[Saved data entries]
⟨
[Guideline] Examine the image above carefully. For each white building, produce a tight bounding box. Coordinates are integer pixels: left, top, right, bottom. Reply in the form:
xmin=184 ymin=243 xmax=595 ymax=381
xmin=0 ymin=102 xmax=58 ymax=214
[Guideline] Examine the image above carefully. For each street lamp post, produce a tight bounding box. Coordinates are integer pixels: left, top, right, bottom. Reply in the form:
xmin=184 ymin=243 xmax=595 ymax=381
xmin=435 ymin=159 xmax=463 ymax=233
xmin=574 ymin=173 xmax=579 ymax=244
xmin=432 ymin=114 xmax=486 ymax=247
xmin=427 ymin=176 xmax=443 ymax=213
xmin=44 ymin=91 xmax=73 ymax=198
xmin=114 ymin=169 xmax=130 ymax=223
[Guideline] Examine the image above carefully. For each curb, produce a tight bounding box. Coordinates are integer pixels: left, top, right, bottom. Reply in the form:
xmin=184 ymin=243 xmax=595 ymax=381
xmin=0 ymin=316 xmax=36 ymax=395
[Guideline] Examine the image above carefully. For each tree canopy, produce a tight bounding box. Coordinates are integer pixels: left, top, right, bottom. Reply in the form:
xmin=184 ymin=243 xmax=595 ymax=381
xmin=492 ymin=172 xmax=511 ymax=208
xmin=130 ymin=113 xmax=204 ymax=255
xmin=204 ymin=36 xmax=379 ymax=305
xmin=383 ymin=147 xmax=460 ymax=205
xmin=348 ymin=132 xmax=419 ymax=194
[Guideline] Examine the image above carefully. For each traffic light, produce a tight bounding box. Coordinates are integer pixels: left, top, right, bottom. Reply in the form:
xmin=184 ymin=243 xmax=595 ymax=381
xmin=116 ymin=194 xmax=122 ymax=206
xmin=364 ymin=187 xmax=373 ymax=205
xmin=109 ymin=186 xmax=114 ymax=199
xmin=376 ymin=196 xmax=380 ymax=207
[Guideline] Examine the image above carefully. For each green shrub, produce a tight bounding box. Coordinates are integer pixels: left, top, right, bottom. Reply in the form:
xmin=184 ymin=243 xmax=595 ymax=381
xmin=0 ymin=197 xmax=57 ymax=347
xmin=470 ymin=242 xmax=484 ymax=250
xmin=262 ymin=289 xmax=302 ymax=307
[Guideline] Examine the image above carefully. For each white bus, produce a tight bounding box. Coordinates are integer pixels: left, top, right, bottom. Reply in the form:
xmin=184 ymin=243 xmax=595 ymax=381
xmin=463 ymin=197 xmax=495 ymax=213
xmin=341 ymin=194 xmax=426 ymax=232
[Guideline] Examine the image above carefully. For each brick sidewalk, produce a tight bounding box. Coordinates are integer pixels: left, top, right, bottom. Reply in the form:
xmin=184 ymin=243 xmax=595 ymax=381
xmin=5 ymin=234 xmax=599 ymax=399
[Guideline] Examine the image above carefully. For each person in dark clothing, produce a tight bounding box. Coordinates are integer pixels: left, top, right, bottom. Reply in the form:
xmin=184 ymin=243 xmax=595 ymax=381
⟩
# What the task requires:
For this exercise, find all lines in the records containing the word "Guideline" and copy them.

# Answer space:
[Guideline] Examine the image above carefully. For each white building, produce a tight bounding box. Coordinates are integer pixels: left, top, right, bottom. Reply in the form:
[Guideline] Examine the image above carefully. For each street lamp post, produce a tight bounding box. Coordinates are integer pixels: left, top, right, bottom. Reply in the form:
[Guideline] Examine the image above carefully. For each curb, produce a tight bounding box. Coordinates are integer pixels: left, top, right, bottom. Reply in the form:
[Guideline] Examine the image above carefully. For each tree canopy, produce a tight bounding box. Coordinates are integer pixels: left, top, right, bottom. Reply in the form:
[Guideline] Examine the image above carefully. For each traffic light, produce a tight bounding box. Coordinates are integer pixels: left, top, right, bottom. Reply in the form:
[Guideline] Examine the image above carefully. For each green shrub, produce a tight bounding box. Coordinates are integer pixels: left, top, right, bottom. Reply in the form:
[Guideline] Examine the image above carefully. For each white bus, produce a tight bounding box. Coordinates are integer pixels: left, top, right, bottom. Reply in the form:
[Guideline] Examine the image above carefully. For each brick sidewalk, produce a tight bounding box. Coordinates are integer pixels: left, top, right, bottom. Reply in the form:
[Guideline] Examine the image above carefully. For each person in dark clothing, produce a tight bounding box. Coordinates are integer pixels: left, top, right, bottom. Reply in the form:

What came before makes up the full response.